Transpilation avoiding edge cases
Overview
I have been thinking beyond “compilers” and working on how to build “transpilers”. Below, I describe a small, niggly problem in the process of transpilation, and how I solved it.
My overall goal is to document how I built a Scheme to JavaScript transpiler for one program - Nils Holm’s PROLOG in Scheme converted automatically to JavaScript (“transpilation”). That documentation is on-going and can be found in the repo mentioned below.
This note describes only a small slice of the transpilation process.
The Problem
Dealing with edge-cases results in difficulty and bloatware.
We use machines to grok input code. We call these things compilers and parsers.
JavaScript requires commas between arguments, except for the last argument. Treating the last argument specially is an edge-case. It is easier to write a compiler when such edge-cases are deferred, and, simply cleaned up in the end.
A Solution - Normalization
In writing a transpiler from Scheme to JavaScript, I found that it was easier to assume that all actual arguments to functions are terminated by commas. Such commas, that terminate actual arguments are called ACommas in my code. ACommas are denoted by out-of-band Unicode characters Ҡ
” which are cleaned up in the final pass.
The transpiler works on input source text. The transpiler builds up information by inserting more bits of text into the source (instead of building and keeping internal trees, etc.). The transpiler uses all of the information to convert the text into some other programming language. At the very end of the transpiler chain there’s a component that I call Cleanup
. Cleanup
simply removes various tiny character patterns that are not worth dealing with in the grammars, such as converting the string “,)
” to the string “)
”.
Chunking and Isolating
Such avoidance of edge-cases is used liberally throughout the transpiler.
It becomes simpler to reason about such edge-cases when each kind of edge-case is marked up in a unique way. Say, by using unique out-of-band characters. Once we’ve figured out what something means, we annotate it and don’t re-recognize it in downstream passes, making it easier to reason about sub-tasks in a layered manner.
We maintain the annotations in some common format, e.g. text.
For example, commas in formal parameter lists, i.e. the list of arguments in function declarations, are distinct from commas in actual argument lists, i.e. the list of expressions passed to function calls. Formal parameter commas are denoted by “‡
” characters whereas actual argument commas are denoted by “†
” characters. This approach highlights the technique of using text-rewriting in syntax-driven translation and is similar to the use of Greek characters and other kinds of short-hand symbols used in mathematical notation, e.g. Ω
, ϕ
, ⊥
, ∫
, etc.

# # # # #

▸ Your tasks
a – Reproduce the transpilation post from "My overall goal" to "compilers and parsers.", word for word.
b – In the transpilation post, what name is given to the component at the very end of the transpiler chain?
Base your answers on the transpilation post alone.

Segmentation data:
# # # # #

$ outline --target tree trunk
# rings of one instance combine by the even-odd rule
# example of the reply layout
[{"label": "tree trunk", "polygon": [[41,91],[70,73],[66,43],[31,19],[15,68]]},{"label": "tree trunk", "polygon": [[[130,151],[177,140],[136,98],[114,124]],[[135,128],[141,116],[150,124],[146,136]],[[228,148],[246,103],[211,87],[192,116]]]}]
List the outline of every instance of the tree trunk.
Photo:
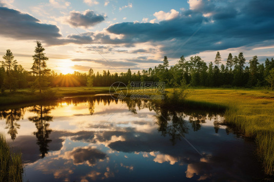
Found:
[{"label": "tree trunk", "polygon": [[[10,79],[10,64],[9,65],[9,78]],[[10,92],[11,92],[11,80],[9,80],[9,86],[10,86]]]},{"label": "tree trunk", "polygon": [[40,89],[40,93],[41,93],[41,59],[40,59],[40,53],[39,53],[39,89]]}]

# # # # #

▸ Worked answers
a –
My overall goal is to document how I built a Scheme to JavaScript transpiler for one program - Nils Holm’s PROLOG in Scheme converted automatically to JavaScript (“transpilation”). That documentation is on-going and can be found in the repo mentioned below.
This note describes only a small slice of the transpilation process.
The Problem
Dealing with edge-cases results in difficulty and bloatware.
We use machines to grok input code. We call these things compilers and parsers.

b – Cleanup